### Directions
Pull out every line of the material below that contains the word "please", matching case exactly, and list those lines.
━━━
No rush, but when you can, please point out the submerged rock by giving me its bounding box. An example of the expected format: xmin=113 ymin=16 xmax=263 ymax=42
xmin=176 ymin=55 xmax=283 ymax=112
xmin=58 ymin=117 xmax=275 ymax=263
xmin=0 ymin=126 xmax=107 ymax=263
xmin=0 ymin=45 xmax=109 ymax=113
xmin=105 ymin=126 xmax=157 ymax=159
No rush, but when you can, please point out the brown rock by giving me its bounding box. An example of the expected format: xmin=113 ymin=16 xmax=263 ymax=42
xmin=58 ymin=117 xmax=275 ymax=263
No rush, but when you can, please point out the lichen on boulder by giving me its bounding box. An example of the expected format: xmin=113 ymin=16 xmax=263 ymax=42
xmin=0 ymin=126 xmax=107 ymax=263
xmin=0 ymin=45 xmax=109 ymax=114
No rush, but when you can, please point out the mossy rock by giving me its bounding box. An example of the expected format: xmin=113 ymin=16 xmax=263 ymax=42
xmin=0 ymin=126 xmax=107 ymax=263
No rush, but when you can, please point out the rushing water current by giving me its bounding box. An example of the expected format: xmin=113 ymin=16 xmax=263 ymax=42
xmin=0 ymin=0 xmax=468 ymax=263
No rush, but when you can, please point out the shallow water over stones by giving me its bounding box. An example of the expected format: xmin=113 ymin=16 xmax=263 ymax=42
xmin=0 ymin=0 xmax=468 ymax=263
━━━
### Response
No rush, but when you can, please point out the submerged rock by giving me its bounding box. An example of the expected format: xmin=113 ymin=16 xmax=263 ymax=42
No rush, but when you can, please point out the brown rock by giving me its bounding box. An example of the expected format: xmin=113 ymin=16 xmax=263 ymax=42
No rush, but when you can, please point out the lichen on boulder by giving me its bounding box. An example of the expected format: xmin=113 ymin=16 xmax=263 ymax=42
No rush, but when you can, please point out the mossy rock by giving me its bounding box. An example of the expected format: xmin=113 ymin=16 xmax=263 ymax=42
No rush, but when you can, please point out the rushing water current by giving me its bounding box. An example of the expected format: xmin=113 ymin=16 xmax=263 ymax=42
No rush, but when you can, please point out the shallow water over stones by giving me its bounding box. An example of the expected format: xmin=113 ymin=16 xmax=263 ymax=42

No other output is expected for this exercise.